## Assignment
Restate all the entries exactly as they appear, apart from the pictures.

[Dataset entries]
"""

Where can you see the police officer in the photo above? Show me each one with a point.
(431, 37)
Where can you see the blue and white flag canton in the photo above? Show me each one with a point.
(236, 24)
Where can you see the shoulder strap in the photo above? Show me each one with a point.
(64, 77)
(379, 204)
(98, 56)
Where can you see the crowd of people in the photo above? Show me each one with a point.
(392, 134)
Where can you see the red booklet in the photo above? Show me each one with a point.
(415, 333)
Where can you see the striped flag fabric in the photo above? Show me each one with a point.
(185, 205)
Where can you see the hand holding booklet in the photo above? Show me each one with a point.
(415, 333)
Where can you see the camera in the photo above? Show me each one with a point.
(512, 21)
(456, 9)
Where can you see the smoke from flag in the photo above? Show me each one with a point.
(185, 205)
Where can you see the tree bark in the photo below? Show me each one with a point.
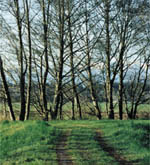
(12, 115)
(22, 73)
(28, 102)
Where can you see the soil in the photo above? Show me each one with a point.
(63, 157)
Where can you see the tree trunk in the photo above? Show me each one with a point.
(30, 65)
(109, 83)
(22, 74)
(12, 115)
(90, 80)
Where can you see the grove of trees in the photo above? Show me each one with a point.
(76, 51)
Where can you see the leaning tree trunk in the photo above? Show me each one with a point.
(12, 115)
(28, 102)
(22, 73)
(75, 98)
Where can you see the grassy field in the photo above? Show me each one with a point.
(76, 142)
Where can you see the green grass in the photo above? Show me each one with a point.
(34, 142)
(27, 142)
(130, 139)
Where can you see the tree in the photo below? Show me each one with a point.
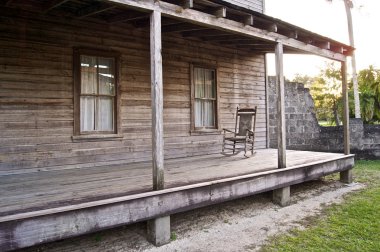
(326, 92)
(348, 5)
(369, 87)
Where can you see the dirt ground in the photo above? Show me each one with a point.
(240, 225)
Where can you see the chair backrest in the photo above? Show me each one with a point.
(245, 120)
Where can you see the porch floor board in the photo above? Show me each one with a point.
(20, 193)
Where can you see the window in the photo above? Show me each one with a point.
(204, 98)
(96, 93)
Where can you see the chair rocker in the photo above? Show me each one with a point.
(243, 138)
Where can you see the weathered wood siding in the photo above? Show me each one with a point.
(36, 93)
(255, 5)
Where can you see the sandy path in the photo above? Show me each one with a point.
(242, 225)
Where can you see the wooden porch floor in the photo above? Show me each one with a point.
(48, 189)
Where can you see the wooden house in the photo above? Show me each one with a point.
(103, 124)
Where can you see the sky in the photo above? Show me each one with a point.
(328, 19)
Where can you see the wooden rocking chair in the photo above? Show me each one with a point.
(243, 138)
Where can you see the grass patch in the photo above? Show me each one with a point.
(351, 226)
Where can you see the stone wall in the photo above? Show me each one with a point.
(304, 132)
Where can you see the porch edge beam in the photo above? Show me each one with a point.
(346, 115)
(281, 130)
(157, 101)
(39, 229)
(210, 21)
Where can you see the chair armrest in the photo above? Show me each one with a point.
(228, 130)
(250, 133)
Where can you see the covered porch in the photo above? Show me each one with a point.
(49, 205)
(56, 183)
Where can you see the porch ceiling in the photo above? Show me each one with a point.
(268, 30)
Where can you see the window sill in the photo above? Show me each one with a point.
(97, 137)
(205, 132)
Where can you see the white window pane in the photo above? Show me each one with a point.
(208, 114)
(87, 113)
(106, 76)
(88, 74)
(199, 82)
(198, 113)
(105, 114)
(209, 83)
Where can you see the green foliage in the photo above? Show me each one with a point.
(351, 226)
(369, 88)
(173, 236)
(326, 92)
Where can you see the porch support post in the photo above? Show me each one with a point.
(159, 228)
(345, 176)
(281, 196)
(281, 130)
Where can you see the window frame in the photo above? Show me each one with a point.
(202, 130)
(78, 134)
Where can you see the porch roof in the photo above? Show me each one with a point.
(217, 22)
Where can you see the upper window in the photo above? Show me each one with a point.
(96, 94)
(204, 103)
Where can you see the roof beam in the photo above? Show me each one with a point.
(248, 20)
(323, 44)
(187, 4)
(93, 9)
(125, 17)
(291, 34)
(220, 12)
(52, 4)
(203, 33)
(222, 38)
(180, 27)
(210, 21)
(6, 2)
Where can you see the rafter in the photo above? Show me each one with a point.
(187, 4)
(323, 44)
(205, 32)
(248, 20)
(180, 27)
(48, 6)
(222, 38)
(220, 12)
(93, 9)
(125, 17)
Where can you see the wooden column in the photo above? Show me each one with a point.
(345, 176)
(281, 130)
(346, 119)
(157, 101)
(281, 196)
(159, 228)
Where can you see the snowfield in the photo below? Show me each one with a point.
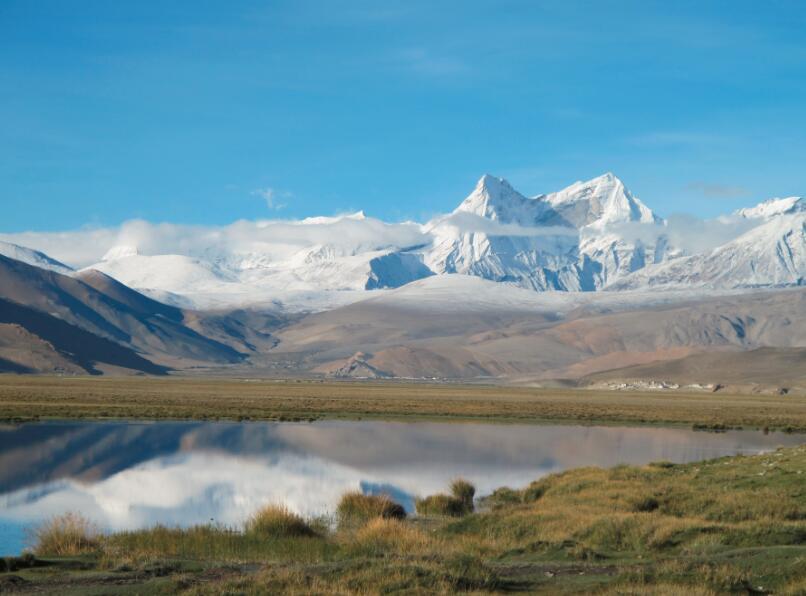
(498, 247)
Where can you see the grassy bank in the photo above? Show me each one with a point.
(31, 398)
(731, 525)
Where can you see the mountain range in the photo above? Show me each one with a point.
(590, 236)
(564, 285)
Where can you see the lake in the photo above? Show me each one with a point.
(132, 474)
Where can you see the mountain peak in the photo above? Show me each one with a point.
(490, 196)
(599, 202)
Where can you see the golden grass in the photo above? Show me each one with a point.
(581, 531)
(384, 536)
(357, 507)
(69, 534)
(278, 521)
(25, 398)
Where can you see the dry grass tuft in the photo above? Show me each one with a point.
(394, 536)
(69, 534)
(277, 521)
(440, 505)
(358, 507)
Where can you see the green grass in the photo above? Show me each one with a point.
(456, 504)
(277, 521)
(357, 508)
(729, 525)
(36, 398)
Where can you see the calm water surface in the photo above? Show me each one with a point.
(131, 475)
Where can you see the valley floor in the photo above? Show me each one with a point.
(730, 525)
(25, 398)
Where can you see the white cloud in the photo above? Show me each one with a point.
(686, 232)
(464, 222)
(272, 197)
(275, 239)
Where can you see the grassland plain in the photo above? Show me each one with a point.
(729, 525)
(24, 398)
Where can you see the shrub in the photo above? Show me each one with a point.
(464, 491)
(645, 504)
(69, 534)
(277, 521)
(440, 505)
(356, 506)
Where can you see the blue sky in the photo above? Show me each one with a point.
(189, 111)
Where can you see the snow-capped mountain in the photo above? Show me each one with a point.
(589, 236)
(772, 254)
(568, 240)
(498, 234)
(598, 203)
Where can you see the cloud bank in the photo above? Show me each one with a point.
(275, 239)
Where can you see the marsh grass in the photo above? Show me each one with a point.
(277, 521)
(456, 504)
(69, 534)
(209, 543)
(726, 525)
(356, 508)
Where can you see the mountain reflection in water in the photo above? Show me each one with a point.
(129, 475)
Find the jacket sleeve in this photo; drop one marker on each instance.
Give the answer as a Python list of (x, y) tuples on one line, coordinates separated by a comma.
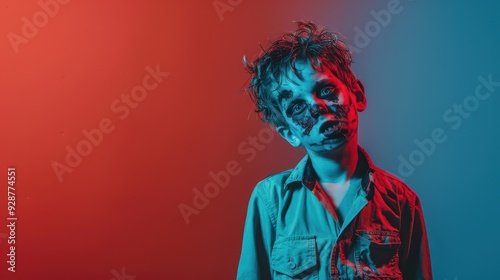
[(258, 237), (418, 262)]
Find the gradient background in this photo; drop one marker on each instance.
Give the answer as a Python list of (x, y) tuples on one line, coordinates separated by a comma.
[(119, 207)]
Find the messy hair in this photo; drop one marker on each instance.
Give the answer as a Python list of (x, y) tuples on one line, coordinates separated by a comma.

"""

## Completed exercise
Where can you see the police officer in the photo above? Show me each one with a point.
(431, 37)
Where can you see the blue and white flag canton in the photo above? Show me each one with a point.
(236, 24)
Where can you see the shoulder strap in the photo above? Show me each one with a point.
(64, 77)
(379, 204)
(98, 56)
Where can you see the crowd of people in the photo above? Show me each one with a point.
(392, 134)
Where can you see the red booklet in the photo above? Show me each one with a point.
(415, 333)
Where can you see the striped flag fabric in the photo above? Show me each one with a point.
(185, 205)
Where can you see the hand holding booklet in the photo above? Show me each one with a point.
(415, 333)
Where can you see the camera in the photo above? Show me each one with a point.
(512, 21)
(456, 9)
Where can you see the smoke from flag in the photo above? Show me each one with a point.
(185, 205)
Where can you see the tree bark in the photo below? Show me each one with a point.
(12, 115)
(22, 73)
(28, 102)
Where can you see the soil in the photo above? Show me each one with a point.
(63, 157)
Where can you see the tree trunk in the photo above? Show me each one with a point.
(30, 65)
(109, 83)
(22, 74)
(12, 115)
(90, 80)
Where can you see the grove of trees in the photo above? Show me each one with a point.
(76, 51)
Where can you see the leaning tree trunk in the photo above? Show me each one with a point.
(12, 115)
(28, 102)
(22, 73)
(75, 98)
Where can you see the grassy field in the photo above? Show me each one with a point.
(76, 142)
Where can you see the green grass in the photo above? Show me each one with a point.
(34, 142)
(27, 142)
(130, 139)
Where can you see the tree in the photo below? Show me each one with a point.
(326, 92)
(348, 5)
(369, 87)
Where can you see the dirt ground in the photo above? Show me each one with a point.
(240, 225)
Where can you see the chair backrest in the photo above? Show me each one with a point.
(245, 120)
Where can you see the porch floor board in the photo above? Show me each one with a point.
(20, 193)
Where can you see the window in the photo above? Show me each one with a point.
(204, 98)
(96, 93)
Where can you see the chair rocker in the photo above? Show me each one with a point.
(243, 138)
Where can you see the weathered wood siding in the photo above? Show me each one with a point.
(36, 93)
(255, 5)
Where can you see the sandy path in the photo above? Show me each one with a point.
(242, 225)
Where can you see the wooden porch floor in the photo above? Show me each one with a point.
(48, 189)
Where can you see the wooden house in the photo above? Show me each one with a point.
(103, 124)
Where can you see the sky in the photo above? Show me each one with a point.
(328, 19)
Where can you see the wooden rocking chair in the photo above? Show me each one with a point.
(243, 138)
Where can you see the grass patch in the photo above? Show me each one with a point.
(351, 226)
Where can you see the stone wall in the photo above? Show me each one with a point.
(304, 132)
Where can you see the porch edge beam in the photo above? Show me each one with a point.
(346, 115)
(281, 130)
(157, 101)
(39, 229)
(210, 21)
Where can you see the chair armrest in the photo above? Show me each one with a point.
(228, 130)
(250, 133)
Where can you see the covered porch in the photo above? Show me each one with a point.
(49, 205)
(56, 183)
Where can you see the porch ceiling in the photo above? Show me each one with a point.
(268, 30)
Where can you see the window sill in the photo above? Show me each one with a point.
(97, 137)
(205, 132)
Where can you see the white window pane in the photo above? Show me each one with a point.
(208, 114)
(87, 113)
(106, 76)
(88, 74)
(199, 82)
(198, 113)
(105, 114)
(209, 83)
Where can you see the green foliage in the photo above? Show me each one with a point.
(351, 226)
(369, 88)
(173, 236)
(326, 92)
Where can you see the porch support post in the photo above? Show me each one with a point.
(159, 228)
(345, 176)
(281, 196)
(281, 130)
Where can you see the window frame in the photo above? Show me each one with a point.
(202, 130)
(78, 134)
Where can you see the porch roof in the photo above? Show me each one with a point.
(217, 22)
Where can you see the upper window in the photo above? Show me each one with a point.
(96, 94)
(204, 103)
Where can you see the roof beam in the photo above? Show me each one with a point.
(248, 20)
(323, 44)
(187, 4)
(93, 9)
(125, 17)
(291, 34)
(220, 12)
(52, 4)
(203, 33)
(222, 38)
(180, 27)
(210, 21)
(6, 2)
Where can you see the rafter in the photo above? Show me each one with a point.
(187, 4)
(323, 44)
(205, 32)
(248, 20)
(180, 27)
(48, 6)
(222, 38)
(220, 12)
(93, 9)
(125, 17)
Where can you see the wooden column in the photo above? Show me each one with a point.
(345, 176)
(281, 130)
(346, 119)
(157, 101)
(281, 196)
(159, 228)
Where can you see the snowfield in the photo below? Show me each one with a point.
(498, 247)
Where can you see the grassy bank in the photo above? Show me each one with a point.
(31, 398)
(731, 525)
Where can you see the mountain range in the photo above? Show me each one with a point.
(590, 236)
(564, 285)
Where can you see the lake in the photo above? Show me each one with a point.
(132, 474)
Where can you see the mountain peak in the photo above? Show me each one with a point.
(490, 196)
(599, 202)
Where can you see the golden grass in the photo above? Show me each one with a point.
(581, 531)
(384, 536)
(357, 507)
(69, 534)
(278, 521)
(25, 398)
Where can you see the dry grass tuft in the photo above? Show me each one with a point.
(394, 536)
(69, 534)
(277, 521)
(440, 505)
(358, 507)
Where can you see the green grass in the photo above? Show me each one with a point.
(456, 504)
(277, 521)
(357, 508)
(729, 525)
(36, 398)
Where can you see the calm water surface in the photo above? Show me each one with a point.
(131, 475)
Where can you see the valley floor in the photo above? Show me each one with a point.
(730, 525)
(25, 398)
Where can you see the white cloud in the photo above? Show me each one with a point.
(686, 232)
(464, 222)
(272, 197)
(275, 239)
Where can you see the grassland plain in the photo above? Show me each one with a point.
(729, 525)
(24, 398)
Where can you see the shrub in the photo above? Show me each one with a point.
(464, 491)
(645, 504)
(69, 534)
(277, 521)
(440, 505)
(356, 506)
Where can you see the blue sky in the photo above? Show me each one with a point.
(189, 111)
Where can you see the snow-capped mountain in the photo above? Show me each one with a point.
(589, 236)
(772, 254)
(568, 240)
(498, 234)
(598, 203)
Where can you see the cloud bank in the photo above? Show me each one with a point.
(275, 239)
Where can you see the marsh grass in the photo above? Show me each one with a point.
(277, 521)
(456, 504)
(69, 534)
(209, 543)
(726, 525)
(356, 508)
Where can you see the mountain reflection in water in the photo above? Show me each one with a point.
(129, 475)
Find the jacket sleeve in this photo; drop one marker on each instance.
Give the answer as a Python list of (x, y) tuples on one line, coordinates separated by a comma.
[(258, 237), (418, 262)]
Find the gradient background in this photo; drop one marker on each instance.
Give the answer as a Python list of (x, y) tuples on one line, coordinates separated by a comma.
[(119, 207)]
Find the messy hair in this photo; drop one marker on each instance.
Give the answer as a Python list of (x, y) tuples on one line, coordinates separated by a comma.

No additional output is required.